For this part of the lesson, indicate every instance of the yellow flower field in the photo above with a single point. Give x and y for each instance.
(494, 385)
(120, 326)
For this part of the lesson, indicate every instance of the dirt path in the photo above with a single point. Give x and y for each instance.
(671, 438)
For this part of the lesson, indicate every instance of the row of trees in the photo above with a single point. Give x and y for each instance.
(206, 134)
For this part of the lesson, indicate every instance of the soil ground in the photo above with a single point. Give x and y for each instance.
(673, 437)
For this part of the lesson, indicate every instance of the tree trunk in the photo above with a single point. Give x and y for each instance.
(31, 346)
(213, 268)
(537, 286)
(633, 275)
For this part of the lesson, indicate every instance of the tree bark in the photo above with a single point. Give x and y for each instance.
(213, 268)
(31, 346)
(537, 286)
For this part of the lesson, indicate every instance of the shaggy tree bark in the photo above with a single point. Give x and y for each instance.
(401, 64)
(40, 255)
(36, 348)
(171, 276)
----
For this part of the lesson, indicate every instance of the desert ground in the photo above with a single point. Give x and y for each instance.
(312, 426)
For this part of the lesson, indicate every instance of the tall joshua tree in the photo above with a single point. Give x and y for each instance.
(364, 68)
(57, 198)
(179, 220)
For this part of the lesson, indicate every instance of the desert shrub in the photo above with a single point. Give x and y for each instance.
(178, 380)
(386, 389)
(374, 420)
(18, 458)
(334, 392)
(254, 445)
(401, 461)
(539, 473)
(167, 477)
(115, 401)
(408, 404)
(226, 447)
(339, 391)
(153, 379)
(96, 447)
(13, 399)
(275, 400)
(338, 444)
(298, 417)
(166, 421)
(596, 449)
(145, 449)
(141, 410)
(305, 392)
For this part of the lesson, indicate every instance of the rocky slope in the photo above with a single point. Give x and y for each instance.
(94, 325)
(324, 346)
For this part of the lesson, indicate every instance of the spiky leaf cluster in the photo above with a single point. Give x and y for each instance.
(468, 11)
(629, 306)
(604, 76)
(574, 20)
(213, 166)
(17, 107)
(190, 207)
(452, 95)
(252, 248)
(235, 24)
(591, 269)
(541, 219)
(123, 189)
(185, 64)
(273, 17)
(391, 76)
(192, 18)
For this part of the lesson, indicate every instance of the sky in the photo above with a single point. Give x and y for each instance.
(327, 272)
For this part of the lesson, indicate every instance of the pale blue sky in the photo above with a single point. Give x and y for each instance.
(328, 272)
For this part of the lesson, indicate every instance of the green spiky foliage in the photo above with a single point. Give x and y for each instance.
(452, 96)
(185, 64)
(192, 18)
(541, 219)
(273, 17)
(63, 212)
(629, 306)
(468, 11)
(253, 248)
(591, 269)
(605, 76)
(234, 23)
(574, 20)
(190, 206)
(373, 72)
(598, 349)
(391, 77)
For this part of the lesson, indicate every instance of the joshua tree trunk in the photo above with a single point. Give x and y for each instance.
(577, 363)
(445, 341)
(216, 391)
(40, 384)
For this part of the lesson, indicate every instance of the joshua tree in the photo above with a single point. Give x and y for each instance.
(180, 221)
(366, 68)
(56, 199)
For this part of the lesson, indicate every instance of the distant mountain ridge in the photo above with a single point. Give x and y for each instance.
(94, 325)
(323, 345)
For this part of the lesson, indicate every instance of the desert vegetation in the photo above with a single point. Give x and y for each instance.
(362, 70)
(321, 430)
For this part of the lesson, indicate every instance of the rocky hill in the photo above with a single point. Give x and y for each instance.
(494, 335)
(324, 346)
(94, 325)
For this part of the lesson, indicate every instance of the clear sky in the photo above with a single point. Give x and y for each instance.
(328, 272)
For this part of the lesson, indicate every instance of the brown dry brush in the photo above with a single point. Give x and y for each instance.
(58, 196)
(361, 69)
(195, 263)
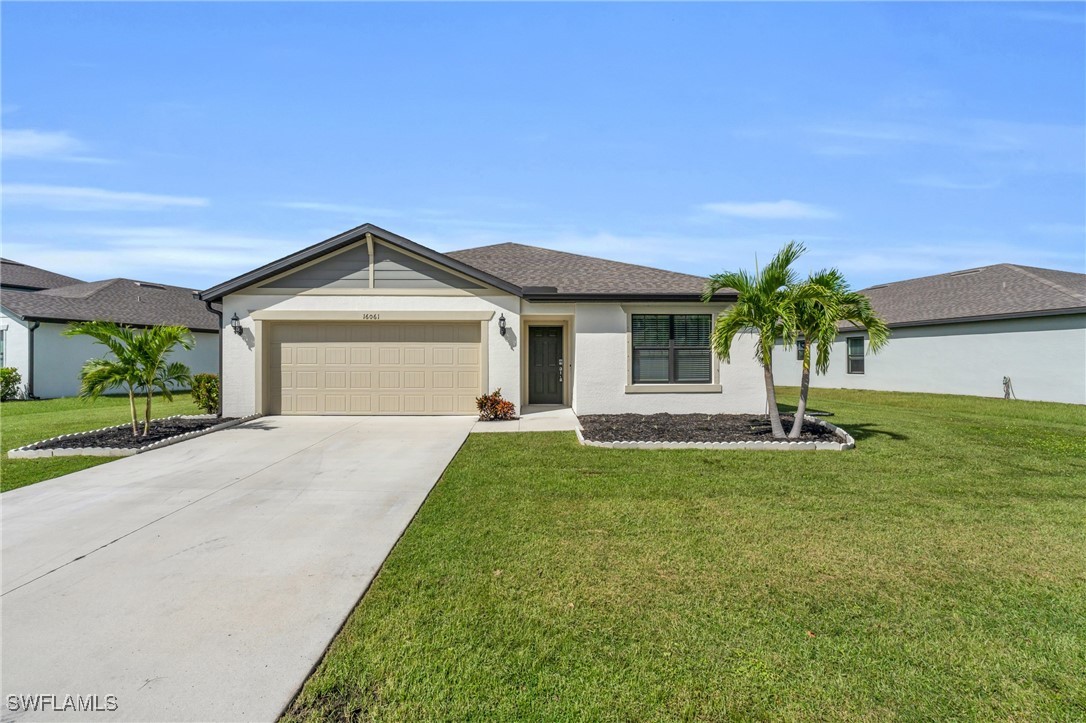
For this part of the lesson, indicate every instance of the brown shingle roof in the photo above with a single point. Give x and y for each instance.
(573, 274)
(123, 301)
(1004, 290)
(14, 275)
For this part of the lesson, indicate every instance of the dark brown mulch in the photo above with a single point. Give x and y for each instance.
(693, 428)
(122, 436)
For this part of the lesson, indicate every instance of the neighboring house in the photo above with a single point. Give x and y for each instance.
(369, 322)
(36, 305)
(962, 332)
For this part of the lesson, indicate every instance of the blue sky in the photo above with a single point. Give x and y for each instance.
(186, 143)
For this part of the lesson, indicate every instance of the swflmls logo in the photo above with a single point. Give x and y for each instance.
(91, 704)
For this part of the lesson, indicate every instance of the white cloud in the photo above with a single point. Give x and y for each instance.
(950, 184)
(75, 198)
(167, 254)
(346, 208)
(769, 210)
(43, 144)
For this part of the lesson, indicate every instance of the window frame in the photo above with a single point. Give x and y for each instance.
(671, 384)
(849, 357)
----
§ Goal of the exercise: Extract each row above that contains the string "spiky". Case counts.

§ Finished exercise:
For this part of the lesson, indicate every instance of the spiky leaf cluster in the photo above with a single point. Give x and y for each instance.
For this part of the lesson, indicate every instance of the green spiky foliage in the photo above with a single point. Give x and y for each instance.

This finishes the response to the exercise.